## [Material provided]
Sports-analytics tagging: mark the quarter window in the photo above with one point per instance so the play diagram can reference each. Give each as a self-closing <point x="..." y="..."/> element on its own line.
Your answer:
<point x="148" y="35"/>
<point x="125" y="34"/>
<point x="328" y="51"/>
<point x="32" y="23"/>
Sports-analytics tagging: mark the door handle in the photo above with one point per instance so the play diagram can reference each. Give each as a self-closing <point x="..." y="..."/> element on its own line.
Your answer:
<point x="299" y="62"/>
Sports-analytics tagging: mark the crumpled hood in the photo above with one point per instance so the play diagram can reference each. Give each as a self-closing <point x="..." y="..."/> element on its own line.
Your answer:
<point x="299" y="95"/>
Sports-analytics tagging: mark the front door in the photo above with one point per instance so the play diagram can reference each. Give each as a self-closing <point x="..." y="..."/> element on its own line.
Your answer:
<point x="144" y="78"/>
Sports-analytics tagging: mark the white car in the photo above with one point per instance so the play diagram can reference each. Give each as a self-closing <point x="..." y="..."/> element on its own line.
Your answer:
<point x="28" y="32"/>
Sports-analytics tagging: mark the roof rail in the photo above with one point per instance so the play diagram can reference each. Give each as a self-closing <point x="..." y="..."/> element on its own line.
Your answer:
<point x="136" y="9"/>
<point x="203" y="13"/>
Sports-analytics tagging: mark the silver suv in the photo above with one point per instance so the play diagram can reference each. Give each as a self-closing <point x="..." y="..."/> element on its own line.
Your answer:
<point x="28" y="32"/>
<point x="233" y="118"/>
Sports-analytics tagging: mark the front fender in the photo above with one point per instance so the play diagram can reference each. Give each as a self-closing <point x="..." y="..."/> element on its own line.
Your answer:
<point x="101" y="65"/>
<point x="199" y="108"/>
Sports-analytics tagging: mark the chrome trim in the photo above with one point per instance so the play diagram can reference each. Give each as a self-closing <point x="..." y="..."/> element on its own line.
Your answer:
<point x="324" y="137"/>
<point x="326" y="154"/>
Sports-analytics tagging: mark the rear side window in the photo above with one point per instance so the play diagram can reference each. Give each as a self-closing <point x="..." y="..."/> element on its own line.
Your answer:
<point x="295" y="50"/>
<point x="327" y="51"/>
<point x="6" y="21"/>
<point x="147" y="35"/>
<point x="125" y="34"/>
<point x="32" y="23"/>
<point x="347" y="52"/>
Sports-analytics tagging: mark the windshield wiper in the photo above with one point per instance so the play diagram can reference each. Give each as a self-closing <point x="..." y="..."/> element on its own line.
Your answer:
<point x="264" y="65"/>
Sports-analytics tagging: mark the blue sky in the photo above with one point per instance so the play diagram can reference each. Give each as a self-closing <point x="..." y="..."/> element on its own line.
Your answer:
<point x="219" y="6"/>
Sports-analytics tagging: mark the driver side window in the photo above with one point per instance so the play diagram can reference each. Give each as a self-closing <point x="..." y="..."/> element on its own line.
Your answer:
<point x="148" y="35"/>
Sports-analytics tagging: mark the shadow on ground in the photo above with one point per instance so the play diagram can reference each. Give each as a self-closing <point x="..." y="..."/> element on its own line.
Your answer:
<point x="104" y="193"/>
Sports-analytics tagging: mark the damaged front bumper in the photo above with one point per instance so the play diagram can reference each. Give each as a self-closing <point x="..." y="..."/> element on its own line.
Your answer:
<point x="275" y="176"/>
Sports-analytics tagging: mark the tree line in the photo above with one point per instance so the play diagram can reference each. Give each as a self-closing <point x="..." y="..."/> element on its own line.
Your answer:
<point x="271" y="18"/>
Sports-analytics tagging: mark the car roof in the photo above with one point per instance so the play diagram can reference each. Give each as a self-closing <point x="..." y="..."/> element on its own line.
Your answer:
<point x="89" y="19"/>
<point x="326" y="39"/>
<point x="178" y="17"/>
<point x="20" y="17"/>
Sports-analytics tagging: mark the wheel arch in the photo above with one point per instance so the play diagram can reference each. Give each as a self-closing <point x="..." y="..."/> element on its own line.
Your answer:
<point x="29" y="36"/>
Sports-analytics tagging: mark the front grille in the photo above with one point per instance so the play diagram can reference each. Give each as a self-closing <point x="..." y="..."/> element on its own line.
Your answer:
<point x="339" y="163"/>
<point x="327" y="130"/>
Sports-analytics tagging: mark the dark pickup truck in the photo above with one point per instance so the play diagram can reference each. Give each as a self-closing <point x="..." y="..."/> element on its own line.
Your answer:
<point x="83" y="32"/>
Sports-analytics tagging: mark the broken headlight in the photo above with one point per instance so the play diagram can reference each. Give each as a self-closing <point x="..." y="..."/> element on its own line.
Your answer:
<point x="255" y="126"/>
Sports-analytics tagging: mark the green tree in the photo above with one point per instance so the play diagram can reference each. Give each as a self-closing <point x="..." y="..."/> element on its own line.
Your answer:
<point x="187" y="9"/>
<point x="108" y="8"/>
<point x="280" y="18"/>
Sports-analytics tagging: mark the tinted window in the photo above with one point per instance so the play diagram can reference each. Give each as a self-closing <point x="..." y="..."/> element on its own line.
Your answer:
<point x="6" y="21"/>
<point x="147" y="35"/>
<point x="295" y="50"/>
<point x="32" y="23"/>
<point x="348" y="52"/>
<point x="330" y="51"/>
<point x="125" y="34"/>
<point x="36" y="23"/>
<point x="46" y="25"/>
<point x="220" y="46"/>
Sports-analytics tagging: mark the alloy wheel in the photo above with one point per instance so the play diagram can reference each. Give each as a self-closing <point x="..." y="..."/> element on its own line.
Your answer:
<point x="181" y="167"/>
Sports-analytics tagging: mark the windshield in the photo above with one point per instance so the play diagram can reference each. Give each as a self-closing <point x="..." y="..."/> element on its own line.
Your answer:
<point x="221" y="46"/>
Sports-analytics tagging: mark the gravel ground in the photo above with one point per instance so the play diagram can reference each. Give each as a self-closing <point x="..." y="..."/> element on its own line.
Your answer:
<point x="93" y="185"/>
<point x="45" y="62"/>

## [Stated exercise]
Please set down all the data word for word.

## [Full solution]
Sports-analytics tagging: mark the quarter window in the photo above with one point per instance so the play diagram can reference each. Give each as a self-closing <point x="..." y="..."/> element on its own line.
Your answer:
<point x="148" y="35"/>
<point x="125" y="34"/>
<point x="328" y="51"/>
<point x="32" y="23"/>
Sports-analytics tagging: mark the door handle in the photo above with one point per instance so the play diagram can reference each. Give each as a self-closing <point x="..." y="..."/> element on its own line.
Your answer:
<point x="299" y="62"/>
Sports-analytics tagging: mark the crumpled hood in the photo above with one point per instance so the play diagram can reference each. Give each as a self-closing <point x="..." y="..."/> element on its own line.
Your answer:
<point x="299" y="95"/>
Sports-analytics tagging: mark the front door in the photo above with one point per instance so the play diagram can reference each. Give each as a self-closing <point x="..." y="..."/> element on its own line.
Your answer:
<point x="144" y="78"/>
Sports-analytics tagging: mark the white car in the photo above with one point per instance so the play diagram can reference each. Give each as a self-closing <point x="..." y="..."/> element on its own line.
Your answer:
<point x="28" y="32"/>
Sports-analytics tagging: mark the roof rail in the photo above with one point per instance so the play diagram can reference each. Give each as a self-closing <point x="..." y="..."/> element on its own line.
Your answer:
<point x="136" y="9"/>
<point x="203" y="13"/>
Sports-analytics tagging: mark the silver suv in the photo above with one point per instance so the play diagram can reference each. Give each as a self-closing <point x="..." y="..."/> element on its own line.
Your answer:
<point x="28" y="32"/>
<point x="233" y="118"/>
Sports-analytics tagging: mark the front fender in the photo above with one point per instance so the play diagram can reference each. Give each as a self-closing <point x="..." y="..."/> element on its own line.
Your answer:
<point x="101" y="65"/>
<point x="199" y="108"/>
Sports-analytics tagging: mark the chrome trim in the photo above with one point per instance so the play diagram can reference each. Give each as a self-closing <point x="..." y="..."/> element on its own line.
Your answer:
<point x="324" y="137"/>
<point x="326" y="154"/>
Sports-analytics tagging: mark the rear side window in the photo above with one point per instance so the play diagram can reference each. Give each as a self-closing <point x="..." y="..."/> element on its own line.
Your answer:
<point x="295" y="50"/>
<point x="327" y="51"/>
<point x="6" y="21"/>
<point x="147" y="35"/>
<point x="125" y="34"/>
<point x="32" y="23"/>
<point x="347" y="52"/>
Sports-analytics tagging: mark the windshield wiper in the photo above with one point per instance so the play diagram can reference each. Give each as a self-closing <point x="..." y="..."/> element on its own line.
Your answer:
<point x="264" y="65"/>
Sports-analytics tagging: mark the blue sky in the photo above with one point per instance so the play diagram can reference each. Give each as a self-closing <point x="..." y="..."/> element on its own line.
Your answer:
<point x="219" y="6"/>
Sports-analytics tagging: mark the driver side window in the photo above with one point per instance so the play diagram can reference each. Give each as a self-closing <point x="..." y="..."/> element on its own line.
Your answer:
<point x="148" y="35"/>
Sports-analytics tagging: mark the shadow on ground in the photo above with one point per instance so the play diagram can reference each. Give each as a self-closing <point x="..." y="..."/> element on its own line.
Your answer:
<point x="104" y="193"/>
Sports-analytics tagging: mark the damaged front bumper in the photo above with one point per instance so the play diagram can reference each. Give each as a self-closing <point x="..." y="..."/> element on its own line.
Your answer:
<point x="275" y="176"/>
Sports-analytics tagging: mark the tree line in the photo above with one point per instance so the play diagram can reference each. Give each as a self-closing <point x="..." y="..."/> element on its own line.
Your answer:
<point x="271" y="18"/>
Sports-analytics tagging: mark the car roof in the photo above with one point per instance so the play diagram can reference each. Give each as a self-closing <point x="..." y="..."/> element on its own line.
Your answer:
<point x="89" y="19"/>
<point x="326" y="39"/>
<point x="178" y="17"/>
<point x="20" y="17"/>
Sports-analytics tagging: mark the wheel arch in the photo above with one point per instance so the play diagram can reference each. Give each as a self-closing <point x="..." y="..."/> element on its own line.
Your answer:
<point x="29" y="36"/>
Sports-analytics tagging: mark the front grille in the photo above with one point per instance so the play diagram can reference each. Give each as a self-closing <point x="..." y="..."/> element on its own line.
Your answer:
<point x="339" y="163"/>
<point x="327" y="130"/>
Sports-analytics tagging: mark the dark pickup truck in the photo above with one point per instance so the play diagram can reference each. Give each as a self-closing <point x="..." y="..."/> element on its own line.
Your answer:
<point x="83" y="32"/>
Sports-analytics tagging: mark the broken headlight in the photo above with one point per instance so the play diagram can reference each. Give each as a self-closing <point x="..." y="..."/> element on its own line.
Your answer:
<point x="255" y="126"/>
Sports-analytics tagging: mark the green tree in the photo above with one point per instance so the play diagram can reference each. Give each as a self-closing <point x="..." y="..."/> element on its own line.
Your answer:
<point x="187" y="9"/>
<point x="108" y="8"/>
<point x="280" y="18"/>
Sports-analytics tagging: mark the tinted window in the photo above with one point per instance so the play diagram can reference each. Give each as a self-closing <point x="..." y="..."/> element on its own line.
Your answer:
<point x="6" y="21"/>
<point x="147" y="35"/>
<point x="295" y="50"/>
<point x="32" y="23"/>
<point x="348" y="52"/>
<point x="330" y="51"/>
<point x="125" y="34"/>
<point x="36" y="23"/>
<point x="46" y="25"/>
<point x="220" y="46"/>
Sports-analytics tagging: mark the alloy wheel in the photo above with one point per instance so the play diagram can reference each. Give each as a self-closing <point x="..." y="..."/> element on its own line.
Your answer:
<point x="181" y="167"/>
Sports-analytics tagging: mark the windshield in the photo above with one point per instance so the play diagram can reference each. Give each as a self-closing <point x="..." y="..."/> element on its own line.
Your answer:
<point x="221" y="46"/>
Sports-analytics tagging: mark the gravel ground in the photo above with one point per instance so the play diagram can reference each. Give each as a self-closing <point x="..." y="..."/> element on its own line.
Your answer:
<point x="93" y="185"/>
<point x="45" y="62"/>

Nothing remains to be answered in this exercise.